### Work order
For this exercise, return the line containing "Target: stone entablature" and every line after it through the end of the records below, without alteration.

(Natural-language object grounding data)
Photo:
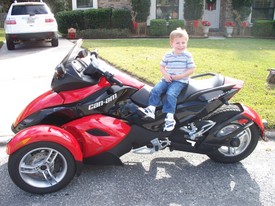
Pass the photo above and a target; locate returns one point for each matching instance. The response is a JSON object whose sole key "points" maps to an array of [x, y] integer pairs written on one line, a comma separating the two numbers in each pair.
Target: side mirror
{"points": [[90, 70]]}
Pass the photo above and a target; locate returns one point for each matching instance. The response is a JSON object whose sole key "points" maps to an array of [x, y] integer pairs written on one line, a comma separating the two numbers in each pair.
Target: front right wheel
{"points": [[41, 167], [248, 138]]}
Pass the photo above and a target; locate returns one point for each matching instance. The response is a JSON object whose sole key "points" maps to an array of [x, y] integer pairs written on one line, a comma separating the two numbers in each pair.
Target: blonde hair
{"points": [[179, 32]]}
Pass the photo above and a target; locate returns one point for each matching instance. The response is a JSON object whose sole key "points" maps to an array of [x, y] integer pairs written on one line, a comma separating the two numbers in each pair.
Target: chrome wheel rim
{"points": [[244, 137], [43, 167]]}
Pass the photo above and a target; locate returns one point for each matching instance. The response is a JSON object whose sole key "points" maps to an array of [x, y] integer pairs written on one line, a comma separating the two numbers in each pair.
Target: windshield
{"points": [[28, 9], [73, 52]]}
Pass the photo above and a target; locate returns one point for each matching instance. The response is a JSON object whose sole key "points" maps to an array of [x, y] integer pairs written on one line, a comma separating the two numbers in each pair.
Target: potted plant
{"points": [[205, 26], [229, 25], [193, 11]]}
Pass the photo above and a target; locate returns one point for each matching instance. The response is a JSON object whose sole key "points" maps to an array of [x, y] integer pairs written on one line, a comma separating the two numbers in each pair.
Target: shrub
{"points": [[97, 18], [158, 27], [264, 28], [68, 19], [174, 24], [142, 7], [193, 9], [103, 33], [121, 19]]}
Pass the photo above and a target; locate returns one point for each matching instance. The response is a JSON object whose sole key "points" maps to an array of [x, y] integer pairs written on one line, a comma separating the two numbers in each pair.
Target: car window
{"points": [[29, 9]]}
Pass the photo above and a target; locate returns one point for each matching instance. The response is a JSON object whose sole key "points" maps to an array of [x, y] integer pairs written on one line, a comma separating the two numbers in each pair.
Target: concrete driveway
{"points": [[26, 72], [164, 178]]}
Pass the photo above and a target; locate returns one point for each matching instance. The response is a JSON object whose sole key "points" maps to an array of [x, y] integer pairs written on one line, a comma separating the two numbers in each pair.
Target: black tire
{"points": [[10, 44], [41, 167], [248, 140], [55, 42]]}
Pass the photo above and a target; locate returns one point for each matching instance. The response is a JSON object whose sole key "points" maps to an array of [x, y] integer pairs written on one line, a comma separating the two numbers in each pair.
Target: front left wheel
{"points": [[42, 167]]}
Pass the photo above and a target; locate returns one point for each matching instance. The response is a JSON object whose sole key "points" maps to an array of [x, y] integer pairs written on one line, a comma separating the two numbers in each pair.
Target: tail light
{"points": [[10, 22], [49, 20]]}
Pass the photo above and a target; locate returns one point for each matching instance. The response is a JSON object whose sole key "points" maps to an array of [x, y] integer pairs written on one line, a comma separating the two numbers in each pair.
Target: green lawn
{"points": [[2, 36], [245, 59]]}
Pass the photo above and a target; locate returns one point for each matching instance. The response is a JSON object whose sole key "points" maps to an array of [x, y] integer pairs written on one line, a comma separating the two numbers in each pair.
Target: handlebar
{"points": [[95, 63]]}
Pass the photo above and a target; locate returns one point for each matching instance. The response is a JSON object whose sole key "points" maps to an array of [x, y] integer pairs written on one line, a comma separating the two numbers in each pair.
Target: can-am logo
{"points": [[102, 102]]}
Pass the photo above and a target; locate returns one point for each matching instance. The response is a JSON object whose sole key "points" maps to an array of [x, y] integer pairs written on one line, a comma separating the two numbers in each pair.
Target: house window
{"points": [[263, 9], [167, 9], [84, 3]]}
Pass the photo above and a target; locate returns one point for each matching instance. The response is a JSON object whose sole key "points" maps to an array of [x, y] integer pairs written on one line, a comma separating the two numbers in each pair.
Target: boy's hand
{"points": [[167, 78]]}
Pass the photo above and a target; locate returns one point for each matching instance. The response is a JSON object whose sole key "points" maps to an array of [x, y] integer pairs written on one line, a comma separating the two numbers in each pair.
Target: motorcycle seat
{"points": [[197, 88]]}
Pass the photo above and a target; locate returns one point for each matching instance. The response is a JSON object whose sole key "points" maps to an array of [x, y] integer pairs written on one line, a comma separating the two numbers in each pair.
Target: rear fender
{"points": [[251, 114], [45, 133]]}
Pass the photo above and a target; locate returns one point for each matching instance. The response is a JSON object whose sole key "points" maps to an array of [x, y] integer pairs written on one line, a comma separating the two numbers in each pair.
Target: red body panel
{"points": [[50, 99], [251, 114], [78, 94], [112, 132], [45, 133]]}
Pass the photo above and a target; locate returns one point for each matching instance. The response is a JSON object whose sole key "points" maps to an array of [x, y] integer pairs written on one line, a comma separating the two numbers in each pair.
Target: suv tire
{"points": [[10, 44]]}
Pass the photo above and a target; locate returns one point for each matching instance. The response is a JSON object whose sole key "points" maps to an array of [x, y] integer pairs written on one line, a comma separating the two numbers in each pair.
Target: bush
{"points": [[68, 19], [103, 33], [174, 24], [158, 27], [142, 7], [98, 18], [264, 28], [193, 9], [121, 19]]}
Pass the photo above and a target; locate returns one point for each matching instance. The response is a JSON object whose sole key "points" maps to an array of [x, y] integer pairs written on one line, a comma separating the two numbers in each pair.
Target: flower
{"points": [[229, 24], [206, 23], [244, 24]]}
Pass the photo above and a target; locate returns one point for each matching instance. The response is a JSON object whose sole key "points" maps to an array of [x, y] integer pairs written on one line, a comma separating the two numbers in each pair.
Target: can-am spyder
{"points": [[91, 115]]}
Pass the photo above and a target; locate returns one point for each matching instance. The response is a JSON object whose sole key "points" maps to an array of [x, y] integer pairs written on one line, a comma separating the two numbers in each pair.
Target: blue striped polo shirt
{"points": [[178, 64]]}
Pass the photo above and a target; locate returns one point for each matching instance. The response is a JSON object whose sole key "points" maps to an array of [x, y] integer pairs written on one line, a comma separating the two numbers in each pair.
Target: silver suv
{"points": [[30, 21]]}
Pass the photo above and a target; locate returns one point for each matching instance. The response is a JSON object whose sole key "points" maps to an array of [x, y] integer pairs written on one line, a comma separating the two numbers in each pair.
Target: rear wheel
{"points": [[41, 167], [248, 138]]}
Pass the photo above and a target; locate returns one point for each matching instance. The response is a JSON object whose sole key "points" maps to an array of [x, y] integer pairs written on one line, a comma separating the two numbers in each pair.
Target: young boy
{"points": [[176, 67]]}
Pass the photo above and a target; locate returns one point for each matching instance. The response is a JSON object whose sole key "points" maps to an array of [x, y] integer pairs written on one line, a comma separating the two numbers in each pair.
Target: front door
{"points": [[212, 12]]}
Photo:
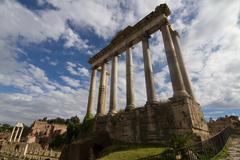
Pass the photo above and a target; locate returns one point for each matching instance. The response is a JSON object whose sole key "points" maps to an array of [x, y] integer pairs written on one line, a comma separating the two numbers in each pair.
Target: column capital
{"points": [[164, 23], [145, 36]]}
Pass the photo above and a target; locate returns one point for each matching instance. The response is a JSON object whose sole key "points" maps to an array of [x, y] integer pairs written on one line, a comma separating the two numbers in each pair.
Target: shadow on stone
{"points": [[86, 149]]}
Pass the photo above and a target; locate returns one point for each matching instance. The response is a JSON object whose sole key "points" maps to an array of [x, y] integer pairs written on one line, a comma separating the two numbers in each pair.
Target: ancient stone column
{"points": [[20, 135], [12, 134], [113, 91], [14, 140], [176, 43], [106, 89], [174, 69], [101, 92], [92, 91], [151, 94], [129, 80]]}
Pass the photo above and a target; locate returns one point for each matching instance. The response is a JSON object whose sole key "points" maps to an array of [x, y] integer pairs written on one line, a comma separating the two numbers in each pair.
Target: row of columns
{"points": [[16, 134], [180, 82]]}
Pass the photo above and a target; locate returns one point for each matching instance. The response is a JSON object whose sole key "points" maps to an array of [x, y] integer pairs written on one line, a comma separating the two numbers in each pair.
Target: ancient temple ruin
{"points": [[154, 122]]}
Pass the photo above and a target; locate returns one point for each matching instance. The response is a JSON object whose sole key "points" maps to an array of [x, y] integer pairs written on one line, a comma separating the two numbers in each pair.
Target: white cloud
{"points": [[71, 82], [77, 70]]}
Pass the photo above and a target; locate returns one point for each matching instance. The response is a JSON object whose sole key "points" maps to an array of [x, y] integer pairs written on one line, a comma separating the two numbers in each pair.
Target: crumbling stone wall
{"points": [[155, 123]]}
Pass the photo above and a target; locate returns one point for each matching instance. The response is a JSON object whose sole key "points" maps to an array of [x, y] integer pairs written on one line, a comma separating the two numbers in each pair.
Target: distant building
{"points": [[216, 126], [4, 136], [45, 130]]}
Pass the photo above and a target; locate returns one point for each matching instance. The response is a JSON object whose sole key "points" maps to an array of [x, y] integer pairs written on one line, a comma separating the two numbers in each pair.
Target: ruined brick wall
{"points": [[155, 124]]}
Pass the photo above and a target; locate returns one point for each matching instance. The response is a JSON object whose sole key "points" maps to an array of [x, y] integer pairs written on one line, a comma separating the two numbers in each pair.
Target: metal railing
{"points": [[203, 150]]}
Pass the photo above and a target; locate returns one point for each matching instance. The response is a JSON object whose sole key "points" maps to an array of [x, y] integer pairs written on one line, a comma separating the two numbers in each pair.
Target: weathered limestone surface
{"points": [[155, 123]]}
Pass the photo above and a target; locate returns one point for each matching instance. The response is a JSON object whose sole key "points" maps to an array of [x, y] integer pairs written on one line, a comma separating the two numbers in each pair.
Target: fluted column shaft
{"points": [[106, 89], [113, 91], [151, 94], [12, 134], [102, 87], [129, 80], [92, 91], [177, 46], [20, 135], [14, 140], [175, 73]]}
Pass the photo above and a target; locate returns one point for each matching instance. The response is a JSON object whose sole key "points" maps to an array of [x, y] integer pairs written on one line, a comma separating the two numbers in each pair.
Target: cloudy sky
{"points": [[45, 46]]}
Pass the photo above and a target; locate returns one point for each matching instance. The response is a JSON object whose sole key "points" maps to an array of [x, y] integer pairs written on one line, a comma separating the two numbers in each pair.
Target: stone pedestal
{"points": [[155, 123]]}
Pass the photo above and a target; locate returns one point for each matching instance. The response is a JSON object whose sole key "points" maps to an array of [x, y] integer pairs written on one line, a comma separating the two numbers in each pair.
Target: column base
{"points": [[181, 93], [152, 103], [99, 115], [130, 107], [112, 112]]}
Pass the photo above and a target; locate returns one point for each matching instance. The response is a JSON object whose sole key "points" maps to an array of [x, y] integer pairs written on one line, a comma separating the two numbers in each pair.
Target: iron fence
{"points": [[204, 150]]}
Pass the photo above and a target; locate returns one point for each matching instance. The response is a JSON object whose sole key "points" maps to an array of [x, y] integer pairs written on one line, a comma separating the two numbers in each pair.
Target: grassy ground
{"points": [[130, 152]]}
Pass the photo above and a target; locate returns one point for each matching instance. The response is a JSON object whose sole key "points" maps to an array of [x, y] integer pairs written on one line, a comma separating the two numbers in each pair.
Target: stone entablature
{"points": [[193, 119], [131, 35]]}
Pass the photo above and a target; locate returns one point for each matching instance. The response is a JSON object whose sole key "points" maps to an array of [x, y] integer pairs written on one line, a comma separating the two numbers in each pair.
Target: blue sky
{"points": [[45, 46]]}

### Answer for the task
Target: stone entablature
{"points": [[193, 119], [131, 35]]}
Pass the photo above and a target; locate returns one point for each matching instance. The response is a JSON object whose sole key "points" maps to an array of [x, y] integer pairs written on one line, a comma separating the two numbers in each pair.
Target: blue sky
{"points": [[45, 46]]}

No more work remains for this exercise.